| WHAT YOU WILL DO |
(a) In the article on Pakistan's pharmaceutical industry, what position did Saleem Isharat formerly hold?
(b) Carry on the article about drug pricing concerns in Pakistan's pharmaceutical industry, picking up after its final sentence.

| TEXT SEGMENT |
========

Pharmaceutical: Medicine industry sickened by concerns

Pricing issues prove to be bitter pill to swallow for manufacturers


Shahram Haq November 07, 2014

LAHORE:


Pakistan will likely lose the potential to produce medicine if the concerns of pharmaceutical companies are not resolved urgently as these entities are considering importing items rather than producing them locally.


After the closure of the production facility of Johnson and Johnson Pakistan – a Fortune 500 company – and initialising imports of hep C drug Sovaldi by Ferozsons, industry executives are pondering over mass imports as it is easier to operate than manufacturing locally. Undue intervention from the Drug Regulatory Authority of Pakistan (DRAP) is also causing micro issues, according to executives.



Millions of patients, who want cost-effective medicine, will be deprived of drugs due to more and more companies following the footprints of multinationals that have rolled back their investments and are relying majorly on imports.

The executives highlighted that the strategy of DRAP with regards to price control of medicine in Pakistan is ill-conceived and short-sighted.

“The members currently sitting in DRAP don’t have any experience and knowledge of what the drug act is and what their actual powers are,” said former chief drug inspector Saleem Isharat, while talking with The Express Tribune. “The pharmaceutical sector claims are based on reality as since 2001, the consumer price index (CPI) has risen many times but the drug prices have remained the same.”

========

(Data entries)
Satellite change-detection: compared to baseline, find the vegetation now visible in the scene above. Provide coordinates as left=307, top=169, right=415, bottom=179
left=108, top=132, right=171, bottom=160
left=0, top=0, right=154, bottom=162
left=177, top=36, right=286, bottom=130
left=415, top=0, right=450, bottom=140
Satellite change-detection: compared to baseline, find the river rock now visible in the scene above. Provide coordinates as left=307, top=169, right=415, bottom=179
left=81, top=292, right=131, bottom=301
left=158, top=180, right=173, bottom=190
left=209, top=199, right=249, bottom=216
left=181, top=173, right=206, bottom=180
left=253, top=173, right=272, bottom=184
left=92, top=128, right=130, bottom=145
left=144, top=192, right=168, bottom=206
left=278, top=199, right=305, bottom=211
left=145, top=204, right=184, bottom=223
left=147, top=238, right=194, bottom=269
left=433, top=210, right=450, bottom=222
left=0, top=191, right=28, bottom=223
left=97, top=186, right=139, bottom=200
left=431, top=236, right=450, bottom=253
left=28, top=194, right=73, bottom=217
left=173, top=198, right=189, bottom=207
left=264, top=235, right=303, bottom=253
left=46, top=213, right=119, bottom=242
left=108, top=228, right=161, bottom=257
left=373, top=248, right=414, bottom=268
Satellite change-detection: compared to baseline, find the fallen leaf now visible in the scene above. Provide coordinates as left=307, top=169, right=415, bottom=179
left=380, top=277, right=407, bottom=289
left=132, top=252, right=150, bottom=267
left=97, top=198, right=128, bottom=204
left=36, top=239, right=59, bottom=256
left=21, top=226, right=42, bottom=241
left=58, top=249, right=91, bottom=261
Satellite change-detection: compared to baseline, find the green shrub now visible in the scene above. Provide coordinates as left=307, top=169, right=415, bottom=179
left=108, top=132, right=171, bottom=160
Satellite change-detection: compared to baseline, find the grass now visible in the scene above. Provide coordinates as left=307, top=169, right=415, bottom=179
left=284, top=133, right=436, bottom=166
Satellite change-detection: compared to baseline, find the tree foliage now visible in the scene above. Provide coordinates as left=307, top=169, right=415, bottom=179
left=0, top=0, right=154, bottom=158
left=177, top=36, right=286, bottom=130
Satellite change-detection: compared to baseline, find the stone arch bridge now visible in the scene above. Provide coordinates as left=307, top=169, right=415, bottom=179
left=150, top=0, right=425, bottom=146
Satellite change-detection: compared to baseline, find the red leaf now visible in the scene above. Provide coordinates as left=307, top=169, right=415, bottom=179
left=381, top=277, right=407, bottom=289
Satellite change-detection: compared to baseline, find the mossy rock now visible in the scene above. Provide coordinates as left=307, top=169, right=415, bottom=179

========

| RESULTS FOR THE EXERCISE |
(a) Chief drug inspector.

(b)
The average global profitability of this industry is 30%, while the average margin of profitability in Pakistan is less than 12%, making it hard for companies to recover fixed costs. Hence, low margins for companies are making Pakistan a less attractive destination for scarce investment funds. This has contributed to a loss of share in the global market, as neighbours India and even Bangladesh are moving ahead.

The issue of price mechanism

The sector is looking for a price mechanism preferably recommended by the World Health Organization (WHO), which is called the reference price mechanism. WHO suggest drug price mechanisms as per the neighbouring countries, whereas with the cost-plus system used at the moment, DRAP has to get involved with each manufacturer, which could result in price discrimination of the same product.

“DRAP doesn’t want to end this deadlock because that will reduce their authority with every manufacturer following a set mechanism,” said Isharat. “They listen to complaints of whoever they want and decide on their own.”

The industry executives said that no relief has made it impossible to manufacture medicines locally as price hike and prices of other input variables necessary to produce the drug are now out of their constraints. Isharat said that WHO already recommended to link price increase of medicine with CPI with some agreed formula, so the price hike or decrease may be justified.

The increasing difference in the cost of production and the selling price of the medicine will damage the industry. The closure of plant has not been taken seriously although it can prove devastating through high prices, reduction in employment opportunity, no transfer of technology and depriving patients of medicine.

Published in The Express Tribune, November 8th, 2014.